◆ What needs to be done:
Could you turn the items below into a JSON list of strings, with one string per line and blank lines omitted? Include every item.

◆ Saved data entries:
- - -

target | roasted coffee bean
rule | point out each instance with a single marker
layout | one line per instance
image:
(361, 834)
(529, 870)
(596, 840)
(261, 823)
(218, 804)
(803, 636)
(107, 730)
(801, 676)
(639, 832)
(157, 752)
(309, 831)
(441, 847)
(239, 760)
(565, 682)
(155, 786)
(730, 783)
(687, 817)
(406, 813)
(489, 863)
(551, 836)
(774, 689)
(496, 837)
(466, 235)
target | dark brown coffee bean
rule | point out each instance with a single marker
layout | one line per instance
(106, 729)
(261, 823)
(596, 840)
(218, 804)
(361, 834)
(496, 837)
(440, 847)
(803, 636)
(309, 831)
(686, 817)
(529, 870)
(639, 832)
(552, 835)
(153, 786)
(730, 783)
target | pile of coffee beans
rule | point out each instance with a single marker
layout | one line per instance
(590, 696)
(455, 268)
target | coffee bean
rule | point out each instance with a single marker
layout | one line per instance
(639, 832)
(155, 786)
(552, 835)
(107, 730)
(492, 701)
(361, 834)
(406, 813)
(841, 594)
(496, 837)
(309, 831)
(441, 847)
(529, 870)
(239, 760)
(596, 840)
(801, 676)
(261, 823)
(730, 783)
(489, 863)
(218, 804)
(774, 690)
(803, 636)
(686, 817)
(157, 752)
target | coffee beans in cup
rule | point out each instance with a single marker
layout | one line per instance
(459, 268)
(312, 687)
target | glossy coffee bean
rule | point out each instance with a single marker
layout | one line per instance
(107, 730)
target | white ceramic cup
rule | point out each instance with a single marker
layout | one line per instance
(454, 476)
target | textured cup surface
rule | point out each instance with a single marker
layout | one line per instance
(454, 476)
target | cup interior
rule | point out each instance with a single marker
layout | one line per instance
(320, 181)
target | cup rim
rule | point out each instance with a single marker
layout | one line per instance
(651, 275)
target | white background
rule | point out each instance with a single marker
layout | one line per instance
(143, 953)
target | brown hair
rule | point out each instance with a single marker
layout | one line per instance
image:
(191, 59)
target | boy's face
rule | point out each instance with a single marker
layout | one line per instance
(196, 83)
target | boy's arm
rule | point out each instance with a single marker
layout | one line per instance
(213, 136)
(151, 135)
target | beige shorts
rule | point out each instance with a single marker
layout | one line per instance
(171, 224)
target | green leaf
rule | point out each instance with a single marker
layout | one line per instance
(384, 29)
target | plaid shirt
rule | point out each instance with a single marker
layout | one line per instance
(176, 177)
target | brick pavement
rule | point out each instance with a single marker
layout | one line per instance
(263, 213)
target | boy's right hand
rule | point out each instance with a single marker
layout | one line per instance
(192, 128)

- - -

◆ Result of the task:
[
  "target | roasted coffee bean",
  "rule | point out each instance with a single marker",
  "layout | one line per instance",
  "image:",
  "(361, 834)",
  "(529, 870)",
  "(596, 840)",
  "(261, 823)",
  "(218, 804)",
  "(803, 636)",
  "(107, 730)",
  "(801, 676)",
  "(639, 832)",
  "(157, 752)",
  "(309, 831)",
  "(441, 847)",
  "(239, 760)",
  "(565, 682)",
  "(155, 786)",
  "(730, 783)",
  "(687, 817)",
  "(406, 813)",
  "(489, 863)",
  "(551, 836)",
  "(774, 689)",
  "(496, 837)",
  "(466, 235)",
  "target | dark brown coffee bean",
  "rule | point out each instance with a single marker",
  "layout | one line per instance",
  "(106, 729)",
  "(261, 823)",
  "(596, 840)",
  "(218, 804)",
  "(361, 834)",
  "(496, 837)",
  "(440, 847)",
  "(803, 636)",
  "(309, 831)",
  "(686, 817)",
  "(529, 870)",
  "(639, 832)",
  "(552, 835)",
  "(153, 786)",
  "(730, 783)",
  "target | pile of coffee beans",
  "rule | point out each instance with a single marker",
  "layout | one line per instance",
  "(590, 696)",
  "(455, 268)",
  "target | coffee bean",
  "rule | point out each instance with a single marker",
  "layout | one line per instance",
  "(639, 832)",
  "(155, 786)",
  "(552, 835)",
  "(107, 730)",
  "(492, 701)",
  "(361, 834)",
  "(406, 813)",
  "(841, 594)",
  "(496, 837)",
  "(309, 831)",
  "(441, 847)",
  "(529, 870)",
  "(239, 760)",
  "(596, 840)",
  "(801, 676)",
  "(261, 823)",
  "(730, 783)",
  "(489, 863)",
  "(218, 804)",
  "(774, 690)",
  "(803, 636)",
  "(686, 817)",
  "(157, 752)",
  "target | coffee beans in cup",
  "rule | point out each instance with a single marker",
  "layout | one line per instance",
  "(459, 268)",
  "(312, 687)",
  "target | glossy coffee bean",
  "rule | point out each instance with a single marker",
  "layout | one line per instance",
  "(107, 730)",
  "target | white ceramic cup",
  "rule | point out each instance with a single marker",
  "layout | one line per instance",
  "(454, 476)",
  "target | textured cup surface",
  "rule | point out each instance with a single marker",
  "layout | one line per instance",
  "(454, 476)",
  "target | cup interior",
  "rule | point out each instance with a single marker",
  "layout | one line per instance",
  "(320, 181)",
  "target | cup rim",
  "rule | point out each instance with a single marker",
  "layout | one line per instance",
  "(651, 275)",
  "target | white background",
  "rule | point out each instance with a single marker",
  "layout | one line per instance",
  "(143, 953)",
  "target | brown hair",
  "rule | point out each instance with a single marker",
  "layout | one line per instance",
  "image:",
  "(191, 59)",
  "target | boy's face",
  "rule | point out each instance with a single marker",
  "layout | one line per instance",
  "(196, 83)",
  "target | boy's arm",
  "rule | point out each instance with a single marker",
  "layout | one line per instance",
  "(213, 136)",
  "(151, 135)",
  "target | beige shorts",
  "rule | point out each instance with a single marker",
  "layout | one line per instance",
  "(171, 224)",
  "target | green leaf",
  "rule | point out each instance with a single marker",
  "layout | one line per instance",
  "(384, 29)",
  "target | plaid shirt",
  "rule | point out each instance with a single marker",
  "layout | one line per instance",
  "(176, 177)",
  "target | brick pavement",
  "rule | point out each instance with a single marker",
  "layout | one line per instance",
  "(263, 213)",
  "target | boy's right hand",
  "rule | point out each instance with a single marker",
  "layout | one line per instance",
  "(192, 128)"
]